### TEXTO DADO

Filino 08/10/2023
Que falta faz um Merquior...
Um intelectual precocemente retirado do nosso convívio. Uma figura mais alinhada à direita mas convivia muito bem com personagens à esquerda, a exemplo de Carlos Nelson Coutinho e Leandro Konder (algo que pode soar estranho nestes nossos tempos de intolerância política). José Guilherme Merquior foi isso tudo. E esse livro é uma bela amostra da capacidade do autor: trata-se de uma reunião de artigos publicados, em sua grande maioria, nas páginas de jornais, em que são tratados assuntos que vão desde a Filosofia até a momentos da história política do Uruguai. Difícil conceber que a enorme profusão de informações, bem como um senso crítico aguçado, provinham de uma mente que contava pouco mais de 40 anos quando esses textos foram reunidos.

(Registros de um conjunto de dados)
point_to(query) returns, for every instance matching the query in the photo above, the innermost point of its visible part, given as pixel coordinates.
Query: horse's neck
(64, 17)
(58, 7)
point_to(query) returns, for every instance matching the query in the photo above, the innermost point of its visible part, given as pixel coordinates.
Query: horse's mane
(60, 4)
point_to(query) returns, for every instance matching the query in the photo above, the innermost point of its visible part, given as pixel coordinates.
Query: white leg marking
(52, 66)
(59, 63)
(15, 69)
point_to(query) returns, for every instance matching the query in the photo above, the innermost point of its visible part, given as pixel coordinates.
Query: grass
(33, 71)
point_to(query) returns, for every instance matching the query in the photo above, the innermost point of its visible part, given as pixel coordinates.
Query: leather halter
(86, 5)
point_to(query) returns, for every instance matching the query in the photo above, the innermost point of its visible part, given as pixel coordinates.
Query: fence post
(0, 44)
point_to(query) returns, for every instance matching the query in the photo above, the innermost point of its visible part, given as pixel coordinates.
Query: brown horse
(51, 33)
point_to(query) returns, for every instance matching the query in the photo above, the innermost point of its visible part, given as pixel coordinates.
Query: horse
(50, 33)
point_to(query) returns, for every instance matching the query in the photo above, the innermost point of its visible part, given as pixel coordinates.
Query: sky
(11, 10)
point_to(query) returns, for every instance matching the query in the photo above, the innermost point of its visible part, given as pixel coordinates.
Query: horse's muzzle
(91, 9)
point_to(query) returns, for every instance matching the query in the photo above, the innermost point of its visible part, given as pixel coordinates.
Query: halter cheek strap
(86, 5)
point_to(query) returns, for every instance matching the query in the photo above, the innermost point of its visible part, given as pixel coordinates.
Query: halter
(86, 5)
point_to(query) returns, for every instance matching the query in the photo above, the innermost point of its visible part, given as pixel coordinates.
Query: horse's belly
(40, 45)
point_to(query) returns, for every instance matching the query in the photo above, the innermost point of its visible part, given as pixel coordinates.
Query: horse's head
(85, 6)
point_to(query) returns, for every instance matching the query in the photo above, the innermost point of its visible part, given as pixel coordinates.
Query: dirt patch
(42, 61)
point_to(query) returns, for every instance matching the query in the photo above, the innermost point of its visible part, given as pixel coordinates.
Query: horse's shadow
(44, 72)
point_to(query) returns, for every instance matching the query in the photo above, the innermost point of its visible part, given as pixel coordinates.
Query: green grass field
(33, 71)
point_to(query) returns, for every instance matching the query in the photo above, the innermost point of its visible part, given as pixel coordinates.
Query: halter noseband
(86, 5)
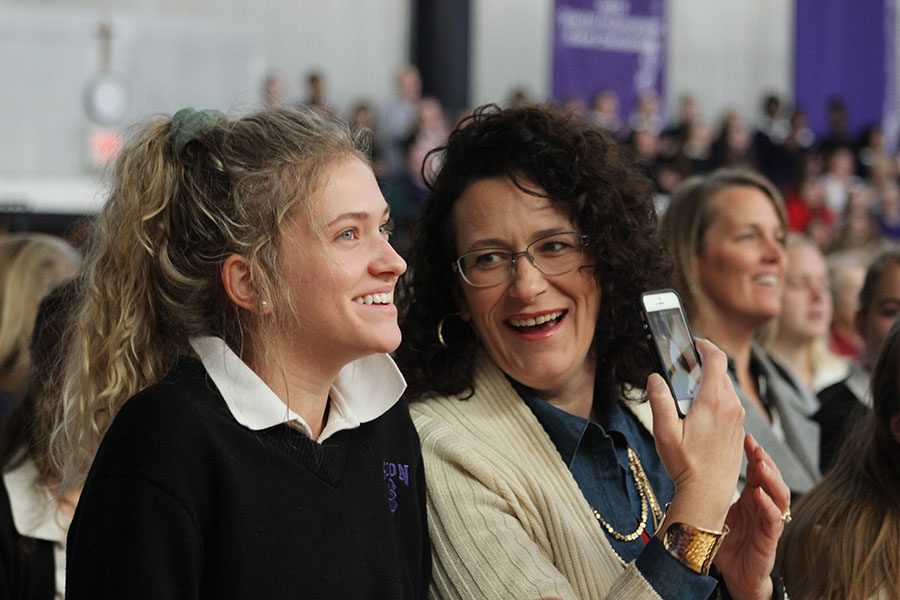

### O QUE FAZER
Responda com base na resenha sobre Merquior:
1. Que dois nomes a resenha dá como exemplo de personagens à esquerda com quem Merquior convivia muito bem?
2. Em que lugar saiu a grande maioria dos artigos reunidos no livro?
3. Quantos anos Merquior tinha quando esses textos foram reunidos?

### RESULTADO
1. Carlos Nelson Coutinho e Leandro Konder.
2. Nas páginas de jornais.
3. Pouco mais de 40 anos.